Only certain lines below are wanted: those starting at the line containing "Target: player's hand" and ending at the line containing "Place a point on the green soccer", both included, each retyped exactly.

==== Data to process

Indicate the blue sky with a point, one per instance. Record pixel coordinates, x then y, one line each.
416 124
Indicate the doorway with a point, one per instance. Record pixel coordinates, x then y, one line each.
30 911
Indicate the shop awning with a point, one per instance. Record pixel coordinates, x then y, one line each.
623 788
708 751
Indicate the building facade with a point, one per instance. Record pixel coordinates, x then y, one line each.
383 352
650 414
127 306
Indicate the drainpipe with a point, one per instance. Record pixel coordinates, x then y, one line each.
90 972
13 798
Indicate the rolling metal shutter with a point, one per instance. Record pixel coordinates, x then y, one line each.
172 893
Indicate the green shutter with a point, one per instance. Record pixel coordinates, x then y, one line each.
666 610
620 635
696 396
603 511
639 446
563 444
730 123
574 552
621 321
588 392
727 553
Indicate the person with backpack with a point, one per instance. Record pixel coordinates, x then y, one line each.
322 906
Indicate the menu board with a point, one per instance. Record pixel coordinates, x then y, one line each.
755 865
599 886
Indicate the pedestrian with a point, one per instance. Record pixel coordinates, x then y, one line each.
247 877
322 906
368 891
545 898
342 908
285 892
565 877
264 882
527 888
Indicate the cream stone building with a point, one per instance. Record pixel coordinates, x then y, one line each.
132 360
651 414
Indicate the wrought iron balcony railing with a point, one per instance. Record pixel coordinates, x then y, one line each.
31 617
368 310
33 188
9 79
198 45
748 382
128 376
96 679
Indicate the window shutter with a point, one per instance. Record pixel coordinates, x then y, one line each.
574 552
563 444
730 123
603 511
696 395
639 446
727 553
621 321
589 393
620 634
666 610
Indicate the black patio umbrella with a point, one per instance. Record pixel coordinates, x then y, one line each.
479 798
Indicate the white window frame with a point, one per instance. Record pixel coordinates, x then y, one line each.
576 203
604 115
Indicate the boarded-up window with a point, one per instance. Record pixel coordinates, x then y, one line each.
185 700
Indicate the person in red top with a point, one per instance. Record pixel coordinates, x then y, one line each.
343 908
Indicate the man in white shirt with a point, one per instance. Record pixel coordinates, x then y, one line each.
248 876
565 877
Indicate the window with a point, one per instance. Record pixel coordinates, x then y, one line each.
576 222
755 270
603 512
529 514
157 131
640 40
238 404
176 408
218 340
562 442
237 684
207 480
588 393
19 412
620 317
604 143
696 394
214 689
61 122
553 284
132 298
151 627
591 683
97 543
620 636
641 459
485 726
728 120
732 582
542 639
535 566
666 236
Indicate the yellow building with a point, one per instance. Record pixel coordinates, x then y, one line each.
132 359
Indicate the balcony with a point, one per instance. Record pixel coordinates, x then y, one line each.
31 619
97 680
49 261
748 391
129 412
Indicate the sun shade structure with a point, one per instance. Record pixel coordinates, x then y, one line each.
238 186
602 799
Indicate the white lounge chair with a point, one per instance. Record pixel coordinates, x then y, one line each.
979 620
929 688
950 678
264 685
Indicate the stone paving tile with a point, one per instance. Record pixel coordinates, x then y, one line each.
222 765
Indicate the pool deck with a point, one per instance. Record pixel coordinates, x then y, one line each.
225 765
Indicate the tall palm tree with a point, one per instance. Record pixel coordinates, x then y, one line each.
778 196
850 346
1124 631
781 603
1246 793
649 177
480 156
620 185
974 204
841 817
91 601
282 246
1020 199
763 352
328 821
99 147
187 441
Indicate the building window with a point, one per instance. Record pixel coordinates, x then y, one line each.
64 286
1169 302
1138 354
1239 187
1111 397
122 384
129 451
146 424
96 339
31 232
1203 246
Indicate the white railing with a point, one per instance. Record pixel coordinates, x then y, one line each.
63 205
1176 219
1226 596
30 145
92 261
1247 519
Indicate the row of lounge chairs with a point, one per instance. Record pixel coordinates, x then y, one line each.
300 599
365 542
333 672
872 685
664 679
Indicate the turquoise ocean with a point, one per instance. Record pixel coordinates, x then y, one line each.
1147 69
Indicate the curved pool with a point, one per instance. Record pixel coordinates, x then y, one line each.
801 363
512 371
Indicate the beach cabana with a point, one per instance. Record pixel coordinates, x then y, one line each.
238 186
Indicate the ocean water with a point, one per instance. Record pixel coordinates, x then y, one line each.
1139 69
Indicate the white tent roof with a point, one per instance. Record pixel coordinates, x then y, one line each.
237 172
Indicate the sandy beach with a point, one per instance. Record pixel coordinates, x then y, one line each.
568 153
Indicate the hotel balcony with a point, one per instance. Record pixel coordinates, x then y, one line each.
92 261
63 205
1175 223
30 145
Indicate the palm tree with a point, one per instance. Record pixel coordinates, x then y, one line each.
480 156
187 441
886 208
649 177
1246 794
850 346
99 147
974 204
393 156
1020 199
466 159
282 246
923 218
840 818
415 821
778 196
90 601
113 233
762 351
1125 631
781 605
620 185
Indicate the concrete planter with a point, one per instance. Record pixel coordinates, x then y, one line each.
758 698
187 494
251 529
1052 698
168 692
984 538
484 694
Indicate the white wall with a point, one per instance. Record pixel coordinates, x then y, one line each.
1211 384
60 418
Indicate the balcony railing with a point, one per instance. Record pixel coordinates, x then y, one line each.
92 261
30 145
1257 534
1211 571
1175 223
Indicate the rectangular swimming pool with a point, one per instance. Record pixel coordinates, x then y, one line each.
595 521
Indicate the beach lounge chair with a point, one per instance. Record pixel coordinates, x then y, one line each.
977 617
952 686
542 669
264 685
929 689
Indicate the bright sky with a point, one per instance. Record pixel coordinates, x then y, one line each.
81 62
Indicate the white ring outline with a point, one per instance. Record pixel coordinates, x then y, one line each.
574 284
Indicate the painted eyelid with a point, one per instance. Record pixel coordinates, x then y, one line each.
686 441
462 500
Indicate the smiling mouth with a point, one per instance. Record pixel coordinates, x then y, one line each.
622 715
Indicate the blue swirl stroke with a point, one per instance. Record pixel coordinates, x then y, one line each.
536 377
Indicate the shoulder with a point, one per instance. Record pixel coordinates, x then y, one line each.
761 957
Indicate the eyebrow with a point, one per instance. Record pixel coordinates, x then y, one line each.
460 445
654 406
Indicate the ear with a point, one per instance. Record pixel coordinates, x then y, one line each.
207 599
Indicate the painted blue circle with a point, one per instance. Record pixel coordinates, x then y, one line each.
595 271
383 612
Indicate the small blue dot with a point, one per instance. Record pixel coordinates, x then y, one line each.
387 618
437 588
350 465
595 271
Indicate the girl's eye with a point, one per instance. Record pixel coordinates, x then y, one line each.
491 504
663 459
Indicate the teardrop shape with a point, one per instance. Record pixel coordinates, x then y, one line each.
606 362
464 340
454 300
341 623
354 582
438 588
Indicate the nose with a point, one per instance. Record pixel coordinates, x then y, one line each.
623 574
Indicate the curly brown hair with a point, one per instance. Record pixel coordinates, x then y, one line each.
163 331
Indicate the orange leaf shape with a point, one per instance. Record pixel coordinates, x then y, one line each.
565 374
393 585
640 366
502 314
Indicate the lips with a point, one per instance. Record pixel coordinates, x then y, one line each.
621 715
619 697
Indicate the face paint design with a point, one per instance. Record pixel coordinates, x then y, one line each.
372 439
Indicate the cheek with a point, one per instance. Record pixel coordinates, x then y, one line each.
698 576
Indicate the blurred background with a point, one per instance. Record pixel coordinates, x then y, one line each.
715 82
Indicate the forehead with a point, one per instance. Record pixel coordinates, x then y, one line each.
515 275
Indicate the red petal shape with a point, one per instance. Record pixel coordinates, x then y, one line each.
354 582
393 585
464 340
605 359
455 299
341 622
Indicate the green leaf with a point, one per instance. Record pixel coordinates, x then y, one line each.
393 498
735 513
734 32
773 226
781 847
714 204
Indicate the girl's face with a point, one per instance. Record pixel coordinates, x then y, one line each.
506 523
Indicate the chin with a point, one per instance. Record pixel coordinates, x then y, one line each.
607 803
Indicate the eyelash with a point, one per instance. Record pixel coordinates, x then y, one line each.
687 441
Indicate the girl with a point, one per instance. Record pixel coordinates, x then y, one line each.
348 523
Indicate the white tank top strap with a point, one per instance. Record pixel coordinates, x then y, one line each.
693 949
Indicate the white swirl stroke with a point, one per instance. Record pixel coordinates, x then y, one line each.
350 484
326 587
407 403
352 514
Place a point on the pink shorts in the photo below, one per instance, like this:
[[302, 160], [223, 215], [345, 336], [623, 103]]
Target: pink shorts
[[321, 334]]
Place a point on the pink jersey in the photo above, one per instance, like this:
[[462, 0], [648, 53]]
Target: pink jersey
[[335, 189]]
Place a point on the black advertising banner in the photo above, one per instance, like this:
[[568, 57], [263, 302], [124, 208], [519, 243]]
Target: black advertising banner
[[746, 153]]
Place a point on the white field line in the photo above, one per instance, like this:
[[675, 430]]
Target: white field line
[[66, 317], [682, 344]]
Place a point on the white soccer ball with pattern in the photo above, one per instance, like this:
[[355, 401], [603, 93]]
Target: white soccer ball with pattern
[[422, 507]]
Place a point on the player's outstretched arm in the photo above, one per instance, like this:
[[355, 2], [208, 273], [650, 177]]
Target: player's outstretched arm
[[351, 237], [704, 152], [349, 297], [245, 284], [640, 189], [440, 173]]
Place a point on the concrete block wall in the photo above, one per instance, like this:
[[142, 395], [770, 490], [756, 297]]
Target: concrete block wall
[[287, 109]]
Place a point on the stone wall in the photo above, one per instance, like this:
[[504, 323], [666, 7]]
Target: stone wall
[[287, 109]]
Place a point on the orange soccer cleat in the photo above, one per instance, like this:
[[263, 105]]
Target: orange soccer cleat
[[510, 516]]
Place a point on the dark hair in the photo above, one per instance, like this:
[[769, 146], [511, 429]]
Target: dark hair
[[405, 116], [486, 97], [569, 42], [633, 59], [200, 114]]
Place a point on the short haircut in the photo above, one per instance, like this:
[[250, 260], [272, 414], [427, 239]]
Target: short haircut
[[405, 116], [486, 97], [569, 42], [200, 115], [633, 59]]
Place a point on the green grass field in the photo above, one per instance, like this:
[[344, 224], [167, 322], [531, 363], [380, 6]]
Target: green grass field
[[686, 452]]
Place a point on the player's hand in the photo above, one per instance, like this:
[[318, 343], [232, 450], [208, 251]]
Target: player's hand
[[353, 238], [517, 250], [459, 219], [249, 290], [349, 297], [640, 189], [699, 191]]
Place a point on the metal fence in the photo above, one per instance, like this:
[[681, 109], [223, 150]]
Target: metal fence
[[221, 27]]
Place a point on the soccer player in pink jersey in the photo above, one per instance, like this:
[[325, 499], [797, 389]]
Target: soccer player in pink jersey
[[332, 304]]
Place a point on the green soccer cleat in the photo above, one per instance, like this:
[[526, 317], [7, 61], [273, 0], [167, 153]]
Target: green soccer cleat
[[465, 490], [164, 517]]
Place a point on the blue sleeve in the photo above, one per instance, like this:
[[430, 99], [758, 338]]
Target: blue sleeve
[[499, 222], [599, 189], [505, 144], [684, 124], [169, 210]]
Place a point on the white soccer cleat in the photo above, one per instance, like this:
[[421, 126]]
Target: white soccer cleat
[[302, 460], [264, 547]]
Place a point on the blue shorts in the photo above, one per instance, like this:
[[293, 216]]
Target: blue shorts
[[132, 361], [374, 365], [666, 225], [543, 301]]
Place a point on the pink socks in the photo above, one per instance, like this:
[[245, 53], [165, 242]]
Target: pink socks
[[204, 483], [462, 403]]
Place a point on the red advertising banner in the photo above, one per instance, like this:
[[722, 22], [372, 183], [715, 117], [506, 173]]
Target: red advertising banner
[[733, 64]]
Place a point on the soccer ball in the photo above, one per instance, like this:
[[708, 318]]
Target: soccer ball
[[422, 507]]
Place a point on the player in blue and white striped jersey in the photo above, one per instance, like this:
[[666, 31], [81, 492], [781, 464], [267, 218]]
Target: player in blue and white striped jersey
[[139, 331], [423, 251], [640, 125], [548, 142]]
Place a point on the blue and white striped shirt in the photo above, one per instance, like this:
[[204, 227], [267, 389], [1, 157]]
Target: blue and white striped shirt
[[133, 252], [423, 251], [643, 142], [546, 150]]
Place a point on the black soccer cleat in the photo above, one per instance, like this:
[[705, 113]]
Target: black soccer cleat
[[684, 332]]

========

Written answer:
Target: player's hand
[[353, 238], [517, 250], [459, 219], [249, 290], [349, 297], [640, 189], [699, 191]]
Place a point on the metal fence in the photo above, one per instance, like this:
[[681, 109], [223, 150]]
Target: metal fence
[[221, 27]]
Place a point on the soccer player in pink jersey in the photo above, one per instance, like this:
[[325, 499], [797, 389]]
Target: soccer player in pink jersey
[[332, 304]]
Place a point on the green soccer cleat in the photo above, one per instance, like this:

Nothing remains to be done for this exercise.